## EXERCISE
Write the records out again, exactly.

## GIVEN INFORMATION
____

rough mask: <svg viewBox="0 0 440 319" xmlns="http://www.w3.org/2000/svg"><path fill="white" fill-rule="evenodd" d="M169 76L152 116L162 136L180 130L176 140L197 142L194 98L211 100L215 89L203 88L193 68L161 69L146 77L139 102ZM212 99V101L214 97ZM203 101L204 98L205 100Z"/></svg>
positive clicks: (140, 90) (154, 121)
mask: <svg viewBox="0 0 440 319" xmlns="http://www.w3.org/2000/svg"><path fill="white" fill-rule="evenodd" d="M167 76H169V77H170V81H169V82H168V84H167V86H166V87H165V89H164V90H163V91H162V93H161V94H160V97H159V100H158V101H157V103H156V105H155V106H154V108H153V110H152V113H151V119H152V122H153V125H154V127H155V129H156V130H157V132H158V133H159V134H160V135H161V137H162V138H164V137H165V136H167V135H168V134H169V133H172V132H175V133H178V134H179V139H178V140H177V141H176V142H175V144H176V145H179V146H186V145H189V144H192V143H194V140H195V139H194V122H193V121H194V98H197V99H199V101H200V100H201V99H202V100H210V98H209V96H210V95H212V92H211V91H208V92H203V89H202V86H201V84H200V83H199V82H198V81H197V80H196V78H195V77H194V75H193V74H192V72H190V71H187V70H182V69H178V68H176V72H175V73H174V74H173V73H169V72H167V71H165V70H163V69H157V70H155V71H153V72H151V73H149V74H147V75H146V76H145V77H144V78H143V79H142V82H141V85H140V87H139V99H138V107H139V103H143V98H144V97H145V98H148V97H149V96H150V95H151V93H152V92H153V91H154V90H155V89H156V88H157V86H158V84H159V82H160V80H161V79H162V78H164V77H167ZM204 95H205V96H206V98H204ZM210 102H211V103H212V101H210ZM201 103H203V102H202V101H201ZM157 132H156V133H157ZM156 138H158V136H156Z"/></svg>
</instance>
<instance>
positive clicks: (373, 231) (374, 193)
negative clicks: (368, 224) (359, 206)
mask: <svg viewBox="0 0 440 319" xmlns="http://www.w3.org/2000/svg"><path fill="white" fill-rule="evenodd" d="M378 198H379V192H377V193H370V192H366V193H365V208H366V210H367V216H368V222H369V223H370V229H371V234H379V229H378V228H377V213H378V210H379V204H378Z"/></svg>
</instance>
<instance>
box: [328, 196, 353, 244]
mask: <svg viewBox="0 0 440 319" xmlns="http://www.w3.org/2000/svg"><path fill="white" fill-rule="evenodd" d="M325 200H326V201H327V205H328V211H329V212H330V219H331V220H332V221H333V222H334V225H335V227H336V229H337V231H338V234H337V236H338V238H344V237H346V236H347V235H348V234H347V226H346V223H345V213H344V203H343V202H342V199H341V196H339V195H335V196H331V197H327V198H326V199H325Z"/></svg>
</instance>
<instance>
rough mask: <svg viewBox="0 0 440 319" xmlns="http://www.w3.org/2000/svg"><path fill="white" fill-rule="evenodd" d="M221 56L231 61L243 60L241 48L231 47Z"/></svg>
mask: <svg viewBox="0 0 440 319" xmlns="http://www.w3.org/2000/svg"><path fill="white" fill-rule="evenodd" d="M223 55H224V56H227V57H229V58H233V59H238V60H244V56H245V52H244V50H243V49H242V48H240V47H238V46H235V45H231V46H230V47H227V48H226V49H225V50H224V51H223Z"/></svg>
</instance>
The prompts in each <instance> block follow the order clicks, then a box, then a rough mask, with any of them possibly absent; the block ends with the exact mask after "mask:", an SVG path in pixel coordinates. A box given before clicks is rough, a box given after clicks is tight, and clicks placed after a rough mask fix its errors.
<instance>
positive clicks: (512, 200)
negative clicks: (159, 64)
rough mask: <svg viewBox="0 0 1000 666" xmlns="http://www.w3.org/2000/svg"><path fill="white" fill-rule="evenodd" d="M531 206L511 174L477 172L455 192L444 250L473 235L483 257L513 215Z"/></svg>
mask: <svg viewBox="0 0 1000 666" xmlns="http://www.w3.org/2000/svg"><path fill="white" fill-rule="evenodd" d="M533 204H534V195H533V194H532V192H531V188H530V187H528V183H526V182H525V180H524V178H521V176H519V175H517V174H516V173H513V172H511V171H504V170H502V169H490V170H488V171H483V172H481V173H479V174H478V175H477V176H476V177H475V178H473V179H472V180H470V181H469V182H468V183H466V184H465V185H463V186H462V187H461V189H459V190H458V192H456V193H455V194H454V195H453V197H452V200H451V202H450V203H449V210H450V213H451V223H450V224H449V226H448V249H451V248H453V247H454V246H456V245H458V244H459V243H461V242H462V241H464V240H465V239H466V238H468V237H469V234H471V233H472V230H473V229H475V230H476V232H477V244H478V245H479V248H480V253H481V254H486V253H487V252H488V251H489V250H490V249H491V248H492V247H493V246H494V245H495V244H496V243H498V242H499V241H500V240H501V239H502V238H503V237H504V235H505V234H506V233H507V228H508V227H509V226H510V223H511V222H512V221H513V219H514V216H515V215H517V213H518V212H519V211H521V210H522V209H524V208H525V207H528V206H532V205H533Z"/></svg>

____

## REPLY TO THE EXERCISE
rough mask: <svg viewBox="0 0 440 319" xmlns="http://www.w3.org/2000/svg"><path fill="white" fill-rule="evenodd" d="M169 76L152 116L162 136L180 130L176 140L197 142L194 98L211 100L215 89L203 88L193 68L161 69L146 77L139 102ZM212 99V101L214 97ZM203 101L204 98L205 100Z"/></svg>
positive clicks: (140, 90) (154, 121)
mask: <svg viewBox="0 0 440 319" xmlns="http://www.w3.org/2000/svg"><path fill="white" fill-rule="evenodd" d="M167 76H169V77H170V81H169V82H168V84H167V86H166V87H165V89H164V90H163V91H162V93H161V94H160V97H159V100H158V101H157V103H156V105H155V106H154V108H153V110H152V113H151V119H152V122H153V125H154V127H155V129H156V130H157V132H158V133H159V134H160V135H161V137H162V138H164V137H165V136H167V135H168V134H169V133H172V132H175V133H178V134H179V139H178V140H177V141H176V142H175V144H176V145H179V146H186V145H189V144H192V143H194V140H195V139H194V122H193V121H194V98H197V99H199V101H200V100H201V99H202V100H210V98H209V96H210V95H212V92H211V91H208V92H203V89H202V86H201V84H200V83H199V82H198V81H197V80H196V78H195V77H194V75H193V74H192V72H190V71H187V70H182V69H178V68H176V72H175V73H174V74H173V73H169V72H167V71H165V70H163V69H157V70H155V71H153V72H151V73H149V74H147V75H146V76H145V77H144V78H143V79H142V82H141V85H140V87H139V99H138V107H139V103H143V98H144V97H145V98H148V97H149V96H150V95H151V93H152V92H153V91H154V90H155V89H156V88H157V86H158V84H159V82H160V80H161V79H162V78H164V77H167ZM204 95H205V96H206V98H204ZM210 102H211V103H212V101H210ZM201 103H203V102H202V101H201ZM157 132H156V133H157ZM156 138H158V136H156Z"/></svg>
</instance>
<instance>
positive clicks: (373, 231) (374, 193)
negative clicks: (368, 224) (359, 206)
mask: <svg viewBox="0 0 440 319" xmlns="http://www.w3.org/2000/svg"><path fill="white" fill-rule="evenodd" d="M378 198H379V192H377V193H370V192H366V193H365V208H366V210H367V216H368V222H369V223H370V229H371V234H379V229H378V228H377V213H378V210H379V204H378Z"/></svg>
</instance>
<instance>
box: [328, 196, 353, 244]
mask: <svg viewBox="0 0 440 319" xmlns="http://www.w3.org/2000/svg"><path fill="white" fill-rule="evenodd" d="M325 200H326V201H327V205H328V211H329V212H330V219H331V220H332V221H333V222H334V225H335V227H336V229H337V231H338V234H337V236H338V238H344V237H346V236H347V235H348V234H347V226H346V223H345V213H344V203H343V202H342V199H341V196H339V195H335V196H331V197H327V198H326V199H325Z"/></svg>
</instance>
<instance>
rough mask: <svg viewBox="0 0 440 319" xmlns="http://www.w3.org/2000/svg"><path fill="white" fill-rule="evenodd" d="M221 56L231 61L243 60L241 48L231 47Z"/></svg>
mask: <svg viewBox="0 0 440 319" xmlns="http://www.w3.org/2000/svg"><path fill="white" fill-rule="evenodd" d="M223 55H224V56H227V57H229V58H233V59H238V60H244V56H245V52H244V50H243V49H242V48H240V47H238V46H235V45H231V46H230V47H227V48H226V49H225V50H224V51H223Z"/></svg>
</instance>
The prompts in each <instance> block follow the order clicks, then a box, then a rough mask, with any of them possibly absent; the block ends with the exact mask after "mask:", an SVG path in pixel coordinates. A box given before clicks is rough, a box given after clicks is tight, and clicks placed after a rough mask fix its errors.
<instance>
positive clicks: (512, 200)
negative clicks: (159, 64)
rough mask: <svg viewBox="0 0 1000 666" xmlns="http://www.w3.org/2000/svg"><path fill="white" fill-rule="evenodd" d="M531 206L511 174L477 172L455 192L444 250L473 235L483 257L513 215Z"/></svg>
mask: <svg viewBox="0 0 1000 666" xmlns="http://www.w3.org/2000/svg"><path fill="white" fill-rule="evenodd" d="M533 204H534V195H533V194H532V192H531V188H530V187H528V183H526V182H525V180H524V178H521V176H519V175H517V174H516V173H513V172H511V171H504V170H502V169H490V170H488V171H483V172H481V173H479V174H478V175H477V176H476V177H475V178H473V179H472V180H470V181H469V182H468V183H466V184H465V185H463V186H462V187H461V189H459V190H458V192H456V193H455V194H454V195H453V197H452V200H451V202H450V203H449V210H450V213H451V223H450V224H449V226H448V249H451V248H453V247H454V246H456V245H458V244H459V243H461V242H462V241H464V240H465V239H466V238H468V237H469V234H471V233H472V230H473V229H475V230H476V232H477V244H478V245H479V248H480V253H481V254H486V253H487V252H488V251H489V250H490V249H491V248H492V247H493V246H494V245H495V244H496V243H498V242H499V241H500V240H501V239H502V238H503V237H504V235H505V234H506V233H507V228H508V227H509V226H510V223H511V222H512V221H513V219H514V216H515V215H517V213H518V212H519V211H521V210H522V209H524V208H525V207H528V206H532V205H533Z"/></svg>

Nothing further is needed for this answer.